Work to be completed —
Only an exact reprint of all the data is acceptable.

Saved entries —
════════

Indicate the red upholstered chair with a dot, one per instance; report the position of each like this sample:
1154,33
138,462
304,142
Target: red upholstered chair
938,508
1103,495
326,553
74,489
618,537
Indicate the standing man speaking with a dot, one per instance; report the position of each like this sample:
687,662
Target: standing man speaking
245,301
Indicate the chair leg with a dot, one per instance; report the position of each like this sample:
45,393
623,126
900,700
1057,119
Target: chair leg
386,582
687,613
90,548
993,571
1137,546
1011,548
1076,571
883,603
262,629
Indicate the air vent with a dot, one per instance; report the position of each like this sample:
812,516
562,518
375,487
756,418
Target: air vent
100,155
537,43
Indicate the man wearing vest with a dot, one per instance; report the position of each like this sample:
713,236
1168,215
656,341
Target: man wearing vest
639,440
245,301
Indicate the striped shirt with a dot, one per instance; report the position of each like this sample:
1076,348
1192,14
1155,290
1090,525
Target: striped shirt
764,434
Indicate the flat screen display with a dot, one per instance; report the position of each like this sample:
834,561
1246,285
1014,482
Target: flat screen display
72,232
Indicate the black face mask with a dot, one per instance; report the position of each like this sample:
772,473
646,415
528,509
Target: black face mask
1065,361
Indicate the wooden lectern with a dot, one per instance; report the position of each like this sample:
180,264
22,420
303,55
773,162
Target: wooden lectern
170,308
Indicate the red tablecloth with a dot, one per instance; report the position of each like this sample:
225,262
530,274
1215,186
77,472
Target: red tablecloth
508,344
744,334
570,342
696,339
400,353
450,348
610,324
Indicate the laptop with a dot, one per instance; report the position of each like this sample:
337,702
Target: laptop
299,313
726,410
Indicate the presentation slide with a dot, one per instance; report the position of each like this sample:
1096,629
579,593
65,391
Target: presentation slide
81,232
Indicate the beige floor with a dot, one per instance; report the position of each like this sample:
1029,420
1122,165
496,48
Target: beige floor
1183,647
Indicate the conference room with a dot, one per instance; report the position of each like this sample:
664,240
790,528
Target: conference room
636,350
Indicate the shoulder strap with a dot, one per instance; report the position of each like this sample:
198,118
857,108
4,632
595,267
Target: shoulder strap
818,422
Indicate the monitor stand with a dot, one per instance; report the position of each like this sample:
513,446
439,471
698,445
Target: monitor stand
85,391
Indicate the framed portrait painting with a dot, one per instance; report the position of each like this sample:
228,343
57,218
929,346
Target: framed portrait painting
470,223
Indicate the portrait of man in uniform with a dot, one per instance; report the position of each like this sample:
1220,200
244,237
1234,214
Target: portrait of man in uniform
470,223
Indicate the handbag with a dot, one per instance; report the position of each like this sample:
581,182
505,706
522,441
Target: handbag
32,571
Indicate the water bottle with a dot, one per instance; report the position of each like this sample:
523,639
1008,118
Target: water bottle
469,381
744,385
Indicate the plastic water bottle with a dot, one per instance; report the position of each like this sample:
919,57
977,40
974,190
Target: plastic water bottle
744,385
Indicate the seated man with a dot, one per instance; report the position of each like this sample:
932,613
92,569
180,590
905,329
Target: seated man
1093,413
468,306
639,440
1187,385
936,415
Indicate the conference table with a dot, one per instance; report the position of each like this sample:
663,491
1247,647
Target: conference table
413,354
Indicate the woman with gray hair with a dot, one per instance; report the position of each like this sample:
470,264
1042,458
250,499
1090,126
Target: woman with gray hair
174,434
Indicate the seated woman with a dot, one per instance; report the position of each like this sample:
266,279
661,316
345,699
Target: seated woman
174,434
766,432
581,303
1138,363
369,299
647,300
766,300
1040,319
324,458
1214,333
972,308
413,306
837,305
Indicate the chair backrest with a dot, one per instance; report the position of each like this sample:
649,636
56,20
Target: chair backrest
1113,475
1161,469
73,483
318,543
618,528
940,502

════════

Result for this task —
Indicate the red upholstered chair with a dot, one per instance; report the position of each like this sample:
1154,33
138,462
304,142
Target: red upholstered chair
938,508
1103,495
326,553
74,489
618,537
Indicate the standing man speaking with a dot, one per instance; report the position of each like this sample:
687,662
Target: standing man speaking
245,301
Indicate the chair leg with a dot, one per instance; report the position of each like this sample:
45,393
623,126
900,700
1057,119
Target: chair leg
386,582
687,613
90,548
993,571
1137,546
1011,548
1076,571
883,603
262,629
Indicate the air vent with a dot, one per instance; report the position of each like this sample:
812,516
562,518
375,487
756,418
Target: air vent
100,155
537,43
Indicate the man wearing vest with a dot, one per instance; report the position of each like this sample:
713,236
1168,215
656,341
Target: man wearing vest
639,440
245,301
Indicate the striped shirt with a dot, one per instance; report the position of each like this sample:
1076,348
1192,14
1155,290
1090,525
Target: striped shirt
764,434
Indicate the flat screen display with a dot, one per instance; report the position of each like this sample:
834,561
1246,285
1014,482
Target: flat screen display
72,232
Indicate the black face mask with a dot, one per instance; report the position of each like this sample:
772,473
646,415
528,509
Target: black face mask
1065,361
Indicate the wooden lectern with a dot, one per instance; report the position of each like this sample:
180,264
22,420
303,55
773,162
Target: wooden lectern
170,308
Indicate the red tablecloth with a dot, one per instance; report the position of each like this sample:
225,262
530,274
1215,186
77,472
Target: red tablecloth
508,344
744,334
570,342
696,339
400,353
450,348
610,324
Indicate the laptop with a dot, one per instance; report the position of each like this sample:
337,702
Target: laptop
299,313
726,410
Indicate the presentation slide with a dot, one per instance; report the position of each like this sample:
1096,629
579,593
65,391
Target: presentation slide
81,232
Indicate the beige floor with a dot, one per instance; report the position of each like this sample:
1029,420
1122,165
496,48
Target: beige floor
1183,647
Indicate the conference room with a dot, one per instance; report the position of each like this sample:
664,240
790,528
Target: conference room
636,350
Indicate the shoulder strap with a dot, one per instance; report the position of each like this sample:
198,118
857,108
4,632
595,267
Target: shoulder strap
818,422
Indicate the monitor stand with a dot, one per instance; report the position of each like this sample:
513,446
439,471
698,445
Target: monitor stand
85,391
Indicate the framed portrait painting with a dot, one per instance; report the position of each like this sample:
228,343
57,218
929,346
Target: framed portrait painting
470,223
Indicate the portrait of man in uniform with a dot, one per instance; report the position of each like this sample:
1220,200
244,237
1234,214
Target: portrait of man in uniform
470,223
Indicate the handbag with a dot, one per instance; report the position of each like this sample:
581,182
505,706
522,441
Target: handbag
32,571
Indicate the water bottle with a dot, one per instance; report the position of each like this sample:
523,639
1008,118
Target: water bottle
469,381
744,385
Indicate the plastic water bottle with a dot, one per instance; report the position of each like this sample:
919,57
977,40
974,190
Target: plastic water bottle
744,385
Indicate the seated man with a dot, one per instance; report the position of each like this sample:
932,613
92,569
180,590
905,329
Target: seated man
1093,413
468,306
639,440
1187,385
936,415
Indicate the conference table with a dot, one per instance; report the position of each like this sample:
663,491
1247,647
Target: conference table
413,354
Indicate the woman with gray hair with a dot, one per instance; report the position of each like this sample:
470,264
1042,458
250,499
1090,126
Target: woman with gray hair
174,434
Indicate the seated woman with a dot, one per instance; report the position of each like this sample:
266,279
661,316
345,699
Target: seated woman
174,434
766,432
581,303
1138,363
369,299
647,300
766,300
1040,319
324,458
1214,333
972,308
413,306
837,305
Indicate the chair backrest with a dot, one per instance; report the position of each like this sample:
649,636
56,20
Target: chair backrest
1113,475
1161,469
73,483
318,543
618,528
940,502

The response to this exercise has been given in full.